◆ **Task instructions**:
1. In the piece on free childcare and child health, which four age groups has research to date generally used to test the link between income and health?
2. Can you reproduce the stretch of the childcare piece from "Increased provision of" through "to 30 hours.", word for word?

BEGIN Extract provided

Increased provision of free childcare will not only help to lift the UK’s productivity, it will also raise household incomes – potentially improving health outcomes for children, explains Dr Brenda Gannon.
Currently, all children aged three or four are entitled to 15 hours of free childcare per week for 38 weeks. In last week’s Queen’s Speech it was announced that this will increase to 30 hours.
The aim is to provide affordable childcare and increase childcare provision for working families. More working families could lead to higher productivity. Much of the focus in the past week has been on how this can be funded, how much extra it will cost the state and whether even the current system is sustainable. In economics speak, the main issue is therefore opportunity cost: in a given budget, what else must we give up if more childcare places are provided?
Discussion on how this will benefit children – in terms of health, for example – has not emerged. But there is an important child health/parental income debate to be had that is based on answering the question, how does increased parental income improve children’s health?
Several academics have analysed this relationship and found that in general income is relevant for health up to age eight. Although it is still important thereafter, the impact is at a lower rate. This is because the early years are potentially the most important in setting-up a healthy lifestyle that will be embedded into a child’s life going forward. The public health white paper – Healthy Lives, Healthy People, 2010 – emphasised the importance of giving all children a healthy start to life.
Research to date has generally tested the relationship across four age groups: 0-3, 4-8, 9-12 and 13-17. In my current research, colleagues and I have questioned the appropriateness of these age categories and performed our own analysis on UK data and tested two innovative statistical methods. The good news is, we arrived at the same conclusions: income matters most up to age eight, continues to be important up to age 12, but decreases in relevance thereafter.
In addition, our research adds to this by finding a cohort effect from 2010 onwards – i.e. since then parents’ income has increasingly affected children’s health, for children aged 0-2. This means a higher income for parents is required for children born after 2010, compared to the income needed to gain the same level of health for those born before 2010, even after taking inflation into account. This begs another question, why is the focus of the new childcare hours on those aged three and four only?

END Extract provided
BEGIN Listed entries

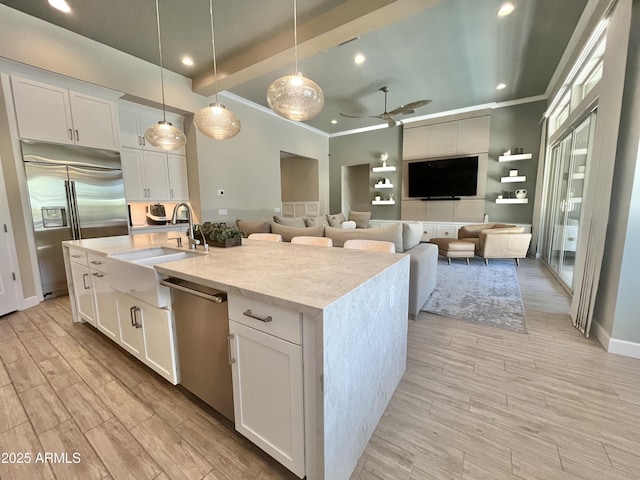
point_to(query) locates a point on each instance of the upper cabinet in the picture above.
(458, 137)
(133, 124)
(54, 114)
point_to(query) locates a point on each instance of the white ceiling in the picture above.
(453, 52)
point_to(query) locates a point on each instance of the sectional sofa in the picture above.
(405, 235)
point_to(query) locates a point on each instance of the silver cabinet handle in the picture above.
(231, 359)
(248, 313)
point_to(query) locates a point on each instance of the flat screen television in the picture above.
(446, 178)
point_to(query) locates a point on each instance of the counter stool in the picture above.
(454, 248)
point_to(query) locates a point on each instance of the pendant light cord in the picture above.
(164, 114)
(295, 34)
(213, 47)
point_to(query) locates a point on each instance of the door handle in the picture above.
(231, 359)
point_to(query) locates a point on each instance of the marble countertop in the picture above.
(304, 278)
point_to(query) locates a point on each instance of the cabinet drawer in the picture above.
(78, 255)
(97, 262)
(280, 322)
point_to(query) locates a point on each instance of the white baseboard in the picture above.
(613, 345)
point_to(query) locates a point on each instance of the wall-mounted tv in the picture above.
(450, 177)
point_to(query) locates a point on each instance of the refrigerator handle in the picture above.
(70, 190)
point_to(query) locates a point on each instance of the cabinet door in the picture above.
(268, 394)
(159, 341)
(178, 183)
(154, 166)
(95, 122)
(42, 111)
(104, 298)
(82, 290)
(130, 322)
(133, 175)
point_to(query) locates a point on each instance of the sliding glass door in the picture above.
(567, 174)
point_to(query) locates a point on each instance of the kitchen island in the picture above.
(342, 312)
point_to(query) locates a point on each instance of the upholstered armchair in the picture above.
(497, 240)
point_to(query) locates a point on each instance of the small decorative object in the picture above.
(384, 157)
(219, 234)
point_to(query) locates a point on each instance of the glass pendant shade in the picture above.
(165, 136)
(216, 122)
(295, 97)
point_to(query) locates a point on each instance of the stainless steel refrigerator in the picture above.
(75, 193)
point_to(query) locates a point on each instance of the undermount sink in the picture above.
(133, 273)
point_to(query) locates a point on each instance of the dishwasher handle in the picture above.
(195, 289)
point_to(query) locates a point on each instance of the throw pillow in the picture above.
(411, 234)
(253, 226)
(361, 218)
(336, 219)
(389, 233)
(288, 232)
(315, 221)
(290, 221)
(348, 225)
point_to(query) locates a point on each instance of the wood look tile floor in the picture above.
(476, 402)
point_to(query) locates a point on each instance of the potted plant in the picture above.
(219, 234)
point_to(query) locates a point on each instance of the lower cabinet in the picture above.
(82, 290)
(268, 394)
(148, 333)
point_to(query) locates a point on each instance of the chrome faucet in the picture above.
(174, 219)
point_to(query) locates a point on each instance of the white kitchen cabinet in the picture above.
(130, 321)
(82, 291)
(53, 114)
(178, 181)
(145, 174)
(268, 393)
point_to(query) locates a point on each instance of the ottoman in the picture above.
(454, 248)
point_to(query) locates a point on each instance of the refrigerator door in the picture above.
(51, 222)
(100, 205)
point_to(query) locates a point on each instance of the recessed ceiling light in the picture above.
(506, 9)
(61, 5)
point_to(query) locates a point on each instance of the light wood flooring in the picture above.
(476, 402)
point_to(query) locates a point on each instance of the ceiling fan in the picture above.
(388, 116)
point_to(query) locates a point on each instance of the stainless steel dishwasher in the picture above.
(202, 328)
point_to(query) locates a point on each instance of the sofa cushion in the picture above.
(336, 219)
(388, 233)
(411, 234)
(253, 226)
(361, 218)
(288, 232)
(290, 221)
(315, 221)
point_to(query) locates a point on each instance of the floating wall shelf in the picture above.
(519, 178)
(513, 158)
(384, 169)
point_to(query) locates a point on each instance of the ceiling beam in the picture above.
(351, 19)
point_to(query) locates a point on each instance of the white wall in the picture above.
(247, 166)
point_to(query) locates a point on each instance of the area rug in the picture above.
(488, 295)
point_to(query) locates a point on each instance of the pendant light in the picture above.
(163, 135)
(294, 96)
(215, 121)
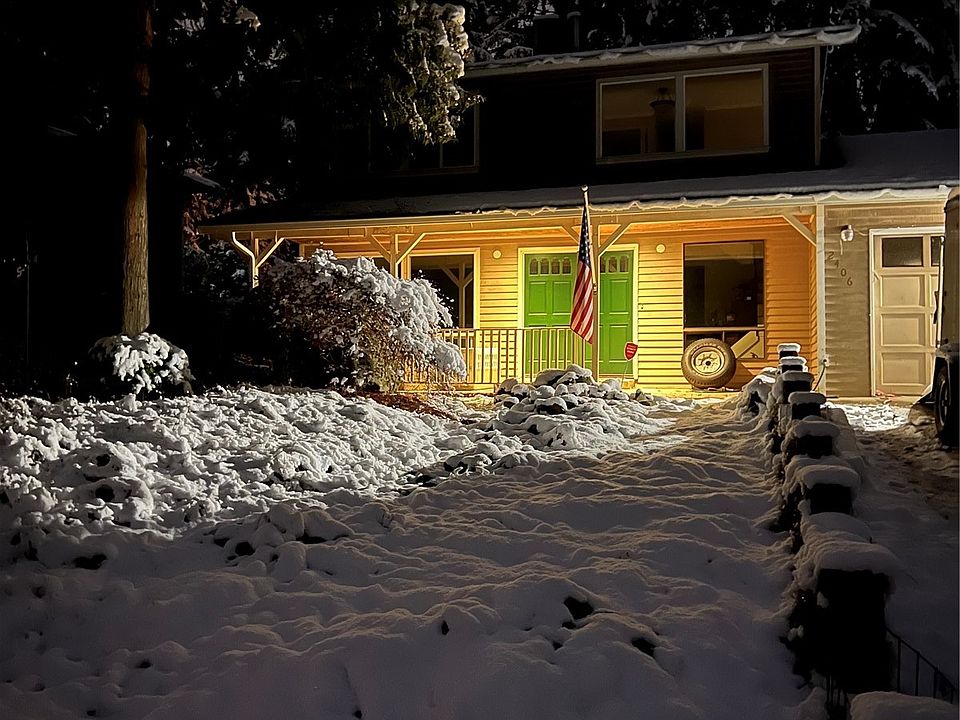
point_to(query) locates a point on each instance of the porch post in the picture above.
(595, 250)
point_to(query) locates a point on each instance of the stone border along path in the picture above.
(841, 577)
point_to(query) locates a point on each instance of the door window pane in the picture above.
(901, 252)
(724, 112)
(638, 118)
(723, 284)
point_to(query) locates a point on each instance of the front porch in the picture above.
(744, 274)
(492, 355)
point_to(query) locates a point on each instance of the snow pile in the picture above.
(170, 463)
(567, 409)
(894, 706)
(578, 587)
(143, 365)
(165, 464)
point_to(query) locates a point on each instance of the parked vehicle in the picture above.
(946, 382)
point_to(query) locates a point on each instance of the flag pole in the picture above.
(595, 261)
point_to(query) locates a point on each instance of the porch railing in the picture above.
(494, 354)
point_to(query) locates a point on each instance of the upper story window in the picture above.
(722, 112)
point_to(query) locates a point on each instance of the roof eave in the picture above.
(879, 195)
(823, 37)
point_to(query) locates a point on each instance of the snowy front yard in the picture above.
(251, 554)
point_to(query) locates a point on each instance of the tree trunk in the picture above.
(136, 296)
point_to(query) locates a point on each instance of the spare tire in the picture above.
(708, 363)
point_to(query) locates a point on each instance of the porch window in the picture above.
(723, 285)
(452, 276)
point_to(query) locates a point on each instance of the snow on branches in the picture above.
(367, 324)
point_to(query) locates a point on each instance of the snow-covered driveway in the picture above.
(636, 581)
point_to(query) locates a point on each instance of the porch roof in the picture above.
(922, 162)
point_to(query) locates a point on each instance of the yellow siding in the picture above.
(789, 285)
(847, 304)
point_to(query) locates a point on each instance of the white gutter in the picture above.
(841, 35)
(888, 195)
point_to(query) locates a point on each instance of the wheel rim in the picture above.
(708, 361)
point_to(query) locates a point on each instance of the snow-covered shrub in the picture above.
(144, 365)
(362, 323)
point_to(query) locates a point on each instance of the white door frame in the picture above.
(872, 274)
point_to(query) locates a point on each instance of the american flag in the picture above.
(581, 316)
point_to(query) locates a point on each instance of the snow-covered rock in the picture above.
(896, 706)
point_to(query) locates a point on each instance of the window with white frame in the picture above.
(722, 111)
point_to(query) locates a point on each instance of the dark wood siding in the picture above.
(538, 129)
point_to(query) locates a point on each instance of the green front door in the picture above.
(616, 311)
(548, 298)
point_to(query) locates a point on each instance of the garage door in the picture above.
(906, 271)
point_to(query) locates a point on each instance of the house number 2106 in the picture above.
(835, 261)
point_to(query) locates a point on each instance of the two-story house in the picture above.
(715, 213)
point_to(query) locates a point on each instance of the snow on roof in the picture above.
(875, 167)
(741, 44)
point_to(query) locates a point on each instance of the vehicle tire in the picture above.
(708, 363)
(945, 407)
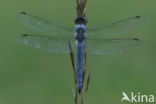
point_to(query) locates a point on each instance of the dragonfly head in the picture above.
(80, 32)
(80, 20)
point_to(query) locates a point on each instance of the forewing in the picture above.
(112, 46)
(43, 25)
(117, 28)
(47, 43)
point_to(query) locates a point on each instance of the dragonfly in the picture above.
(79, 37)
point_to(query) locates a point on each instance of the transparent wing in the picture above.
(47, 43)
(117, 28)
(43, 25)
(112, 46)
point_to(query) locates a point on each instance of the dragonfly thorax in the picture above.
(80, 32)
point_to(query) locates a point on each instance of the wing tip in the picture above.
(137, 17)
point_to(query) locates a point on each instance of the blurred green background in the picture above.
(31, 76)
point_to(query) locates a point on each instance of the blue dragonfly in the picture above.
(94, 41)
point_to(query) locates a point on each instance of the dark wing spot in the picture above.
(25, 35)
(135, 39)
(24, 13)
(137, 16)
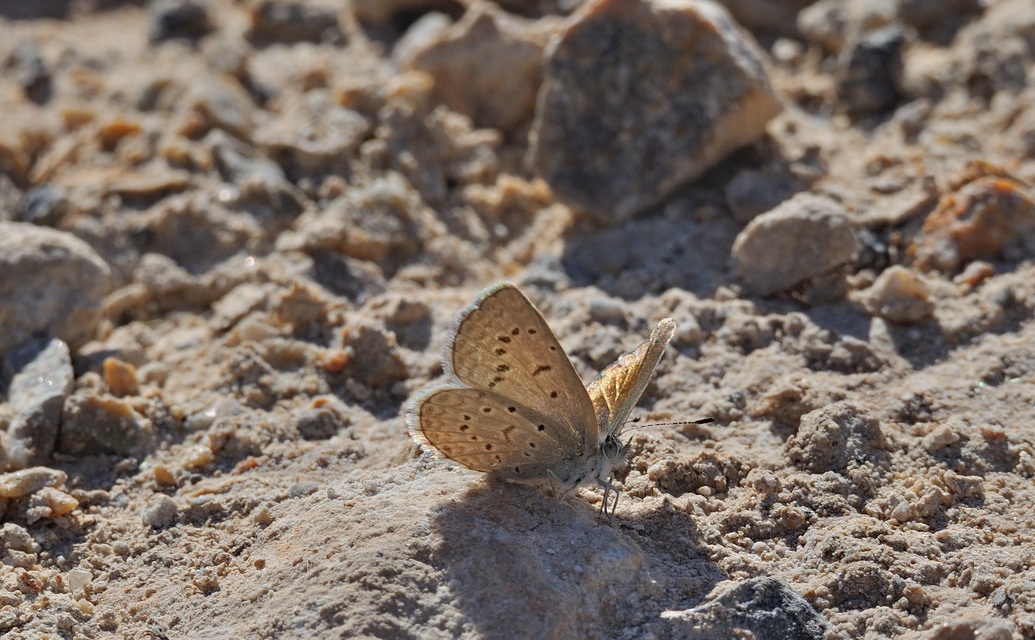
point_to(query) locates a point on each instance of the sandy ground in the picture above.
(259, 238)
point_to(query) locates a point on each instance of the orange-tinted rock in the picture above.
(977, 220)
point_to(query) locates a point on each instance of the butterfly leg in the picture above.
(608, 490)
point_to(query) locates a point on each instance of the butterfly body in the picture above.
(513, 406)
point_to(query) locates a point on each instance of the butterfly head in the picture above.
(613, 449)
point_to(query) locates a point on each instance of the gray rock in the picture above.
(899, 295)
(17, 537)
(94, 424)
(51, 284)
(314, 135)
(30, 71)
(161, 514)
(803, 238)
(832, 23)
(488, 66)
(179, 19)
(36, 395)
(43, 205)
(757, 191)
(290, 21)
(869, 70)
(382, 11)
(28, 482)
(761, 608)
(641, 97)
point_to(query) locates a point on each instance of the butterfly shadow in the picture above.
(521, 563)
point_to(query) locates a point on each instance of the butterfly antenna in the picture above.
(700, 420)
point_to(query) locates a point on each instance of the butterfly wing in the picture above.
(485, 432)
(618, 389)
(502, 346)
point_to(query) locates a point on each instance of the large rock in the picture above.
(805, 237)
(488, 66)
(51, 284)
(641, 97)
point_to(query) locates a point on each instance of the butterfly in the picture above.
(513, 406)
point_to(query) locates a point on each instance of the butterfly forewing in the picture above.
(618, 389)
(486, 432)
(502, 345)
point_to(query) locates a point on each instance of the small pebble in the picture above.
(161, 514)
(607, 311)
(164, 476)
(27, 482)
(899, 295)
(56, 502)
(121, 377)
(804, 237)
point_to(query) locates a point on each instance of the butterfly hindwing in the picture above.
(485, 432)
(618, 389)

END Listed entries

◆ **Per-task answers**:
1. 0-3, 4-8, 9-12 and 13-17

2.
Increased provision of free childcare will not only help to lift the UK’s productivity, it will also raise household incomes – potentially improving health outcomes for children, explains Dr Brenda Gannon.
Currently, all children aged three or four are entitled to 15 hours of free childcare per week for 38 weeks. In last week’s Queen’s Speech it was announced that this will increase to 30 hours.